- **Try it**:
Your response should consist of the lines below, printed exactly.

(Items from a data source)
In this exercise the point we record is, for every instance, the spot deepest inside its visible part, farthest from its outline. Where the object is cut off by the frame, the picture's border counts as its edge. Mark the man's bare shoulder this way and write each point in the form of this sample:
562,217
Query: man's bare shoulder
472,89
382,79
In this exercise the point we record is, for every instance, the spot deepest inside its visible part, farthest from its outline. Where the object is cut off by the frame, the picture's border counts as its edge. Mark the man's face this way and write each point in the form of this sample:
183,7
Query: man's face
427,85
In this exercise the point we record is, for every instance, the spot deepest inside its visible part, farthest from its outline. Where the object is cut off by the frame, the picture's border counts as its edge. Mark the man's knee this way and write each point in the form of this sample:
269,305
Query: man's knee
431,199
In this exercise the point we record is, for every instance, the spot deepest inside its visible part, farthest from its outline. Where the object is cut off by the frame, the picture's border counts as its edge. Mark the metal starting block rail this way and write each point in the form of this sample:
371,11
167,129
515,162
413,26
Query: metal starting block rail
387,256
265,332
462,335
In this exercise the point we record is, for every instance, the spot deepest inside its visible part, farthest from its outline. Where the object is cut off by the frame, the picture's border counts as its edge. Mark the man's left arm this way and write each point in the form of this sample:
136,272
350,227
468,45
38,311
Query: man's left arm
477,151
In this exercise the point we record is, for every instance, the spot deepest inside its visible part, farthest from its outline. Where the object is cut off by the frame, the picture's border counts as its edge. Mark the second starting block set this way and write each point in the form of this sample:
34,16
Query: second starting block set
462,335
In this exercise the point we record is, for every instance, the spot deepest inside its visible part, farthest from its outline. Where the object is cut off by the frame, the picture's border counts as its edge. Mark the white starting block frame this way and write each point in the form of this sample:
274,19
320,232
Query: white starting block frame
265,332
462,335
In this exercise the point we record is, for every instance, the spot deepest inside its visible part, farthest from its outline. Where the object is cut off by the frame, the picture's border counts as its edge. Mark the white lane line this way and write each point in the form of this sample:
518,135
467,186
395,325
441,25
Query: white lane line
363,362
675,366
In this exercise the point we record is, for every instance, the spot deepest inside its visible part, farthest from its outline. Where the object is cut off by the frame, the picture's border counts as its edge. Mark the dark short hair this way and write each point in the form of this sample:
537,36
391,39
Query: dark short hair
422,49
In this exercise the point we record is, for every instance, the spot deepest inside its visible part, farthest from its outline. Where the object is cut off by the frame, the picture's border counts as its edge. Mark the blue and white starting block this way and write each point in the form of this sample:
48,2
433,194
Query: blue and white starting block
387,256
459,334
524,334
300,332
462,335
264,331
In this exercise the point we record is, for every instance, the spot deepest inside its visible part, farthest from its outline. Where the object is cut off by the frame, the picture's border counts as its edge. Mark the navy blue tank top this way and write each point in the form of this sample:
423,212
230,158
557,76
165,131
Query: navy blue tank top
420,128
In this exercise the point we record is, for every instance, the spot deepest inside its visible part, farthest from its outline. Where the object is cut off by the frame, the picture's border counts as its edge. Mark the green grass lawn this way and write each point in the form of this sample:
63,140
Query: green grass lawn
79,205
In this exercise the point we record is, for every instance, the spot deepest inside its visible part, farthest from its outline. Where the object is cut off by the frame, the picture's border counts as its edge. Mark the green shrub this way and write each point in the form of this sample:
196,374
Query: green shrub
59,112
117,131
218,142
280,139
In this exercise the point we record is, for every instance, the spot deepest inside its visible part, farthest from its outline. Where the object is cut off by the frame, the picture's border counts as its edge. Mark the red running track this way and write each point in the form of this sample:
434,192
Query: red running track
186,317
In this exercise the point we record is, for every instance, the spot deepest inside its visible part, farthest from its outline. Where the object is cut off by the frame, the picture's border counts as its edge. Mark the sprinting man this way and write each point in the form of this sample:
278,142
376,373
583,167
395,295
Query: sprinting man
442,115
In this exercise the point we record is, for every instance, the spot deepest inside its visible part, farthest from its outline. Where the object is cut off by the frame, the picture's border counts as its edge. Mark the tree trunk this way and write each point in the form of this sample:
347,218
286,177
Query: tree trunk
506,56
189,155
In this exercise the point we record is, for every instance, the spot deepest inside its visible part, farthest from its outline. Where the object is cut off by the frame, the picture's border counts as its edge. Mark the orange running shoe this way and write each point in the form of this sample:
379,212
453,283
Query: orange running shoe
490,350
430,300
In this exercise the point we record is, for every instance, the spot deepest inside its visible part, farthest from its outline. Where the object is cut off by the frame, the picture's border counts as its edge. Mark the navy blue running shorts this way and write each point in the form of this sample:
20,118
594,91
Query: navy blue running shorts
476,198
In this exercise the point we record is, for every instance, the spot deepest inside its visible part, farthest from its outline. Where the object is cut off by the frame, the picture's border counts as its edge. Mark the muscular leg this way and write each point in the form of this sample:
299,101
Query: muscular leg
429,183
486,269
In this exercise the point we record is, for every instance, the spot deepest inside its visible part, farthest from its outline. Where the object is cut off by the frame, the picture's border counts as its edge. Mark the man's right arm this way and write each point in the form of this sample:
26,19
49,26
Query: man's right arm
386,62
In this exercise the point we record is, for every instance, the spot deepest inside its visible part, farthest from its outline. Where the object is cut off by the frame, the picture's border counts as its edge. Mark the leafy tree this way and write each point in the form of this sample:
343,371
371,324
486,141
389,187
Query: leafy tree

- **Output below**:
In this exercise the point we record is, for every instance, the spot deepest inside its visible part, farthest from its outline. Where the object is cut off by the frame, the picture's border counts as its edge. Mark the man's bare shoulder this way and write each point in the form of this sample:
562,217
Query: man's bare shoulder
472,89
382,79
In this exercise the point we record is, for every instance, the spot deepest inside its visible part, farthest from its outline. Where the object is cut off by the frame, the picture's border counts as its edge. Mark the man's face this way and write each point in the form of this sample:
183,7
Query: man's face
427,85
In this exercise the point we record is, for every instance, the spot deepest inside its visible part, farthest from its outline. Where the object is cut off by the frame, the picture's border counts as its edge. Mark the man's knee this way and write each point in the form of this sample:
269,305
Query: man's knee
431,199
In this exercise the point we record is, for every instance, the spot deepest inside its visible part, farthest from its outline. Where the object is cut off by the frame, the picture's border counts as its edge. Mark the metal starting block rail this way and write each point in the form of this sample:
371,11
167,129
515,162
413,26
Query: metal starting block rail
387,256
265,332
462,335
In this exercise the point we record is, for every instance, the spot deepest inside its visible part, farthest from its outline. Where the object is cut off by the frame, the picture's border counts as its edge. Mark the man's left arm this way and write each point in the form of this sample:
136,272
350,227
468,45
38,311
Query: man's left arm
477,151
In this exercise the point we record is, for every instance, the spot deepest inside its visible part, farthest from its outline. Where the object is cut off by the frame, the picture's border counts as its edge. Mark the second starting block set this way and write each point in the form of this sample:
34,16
Query: second starting block set
462,335
In this exercise the point we record is, for every instance, the spot deepest inside its visible part, farthest from its outline. Where the object is cut off by the frame, the picture's border counts as its edge. Mark the white starting block frame this way and write each point in the form of this sample:
274,19
320,232
Query: white starting block frame
265,332
462,335
In this exercise the point we record is, for every instance, the spot deepest inside its visible part, farthest from its outline. Where the object is cut off by the frame, the picture's border counts as its edge. Mark the white lane line this way and write each point in the form of this sample:
518,135
467,186
395,325
441,25
Query: white lane line
363,362
675,366
In this exercise the point we record is, for every instance, the spot deepest inside its visible part, farthest from its outline. Where the object is cut off by the frame, the picture's border counts as its edge. Mark the dark short hair this way and write each point in the form of this sample:
537,36
391,39
Query: dark short hair
422,49
In this exercise the point we record is, for every instance, the spot deepest inside its visible part, farthest from its outline. Where the object is cut off by the frame, the picture's border counts as its edge. Mark the blue and white starting block this way and write each point in the form of this sample:
48,2
433,194
Query: blue and white starting block
387,256
459,334
524,334
300,332
462,335
264,331
In this exercise the point we record is, for every instance, the spot deepest inside its visible part, farthest from its outline. Where the object is cut off by the frame, the picture's border counts as its edge. Mark the navy blue tank top this way and write each point in the form of this sample:
423,212
230,158
557,76
165,131
Query: navy blue tank top
420,128
In this exercise the point we record is, for every instance, the spot deepest inside its visible part, farthest from its outline. Where the object is cut off by the frame, the picture's border counts as its edge. Mark the green grass lawn this way and write each point in the form of this sample:
63,140
Query: green grass lawn
79,205
In this exercise the point we record is, for every instance, the spot deepest inside its visible part, farthest from its outline. Where the object is cut off by the frame, the picture's border counts as its edge. Mark the green shrub this way and write each point in the form of this sample:
196,374
Query: green shrub
59,112
117,131
218,142
280,139
In this exercise the point we record is, for every instance, the spot deepest inside its visible part, farthest from its outline. Where the object is cut off by the frame, the picture's border counts as its edge. Mark the red running track this way and write each point in the form of this sample:
434,192
Query: red running track
186,317
In this exercise the point we record is, for every instance, the spot deepest inside its visible part, farthest from its outline. Where the object is cut off by the frame, the picture's border counts as its edge. Mark the sprinting man this way and write each point in the form of this sample:
278,142
376,373
583,167
395,295
Query: sprinting man
442,115
In this exercise the point we record is, for every instance, the spot deepest inside its visible part, farthest from its outline. Where the object is cut off by the frame, the picture's border counts as its edge. Mark the tree trunk this way and write each point in the form of this sample:
347,218
286,177
Query: tree trunk
506,56
189,155
In this exercise the point we record is, for every instance, the spot deepest inside its visible part, farthest from its outline. Where the object is cut off by the frame, the picture's border counts as its edge. Mark the orange running shoe this way and write each point in the form of this sample:
379,212
453,283
Query: orange running shoe
490,350
430,300
In this exercise the point we record is, for every instance, the spot deepest inside its visible part, farthest from its outline. Where the object is cut off by the frame, the picture's border counts as its edge. Mark the navy blue running shorts this way and write each point in the form of this sample:
20,118
594,91
Query: navy blue running shorts
476,198
In this exercise the point we record is, for every instance, the spot deepest inside its visible part, farthest from its outline. Where the object is cut off by the frame, the picture's border counts as its edge. Mark the muscular leg this way and write each point in the form of this sample:
299,101
Query: muscular leg
429,183
486,269
In this exercise the point we record is, for every instance, the spot deepest inside its visible part, farthest from its outline. Where the object is cut off by the frame, the picture's border counts as its edge. Mark the man's right arm this way and write each point in the form of this sample:
26,19
49,26
Query: man's right arm
386,62
In this exercise the point we record is, for every instance, the spot deepest inside its visible part, farthest from its outline. Where the object is cut off by the frame, the picture's border counts as its edge. Mark the leafy tree this way and write each point in the form of this sample:
343,371
371,324
486,141
389,187
Query: leafy tree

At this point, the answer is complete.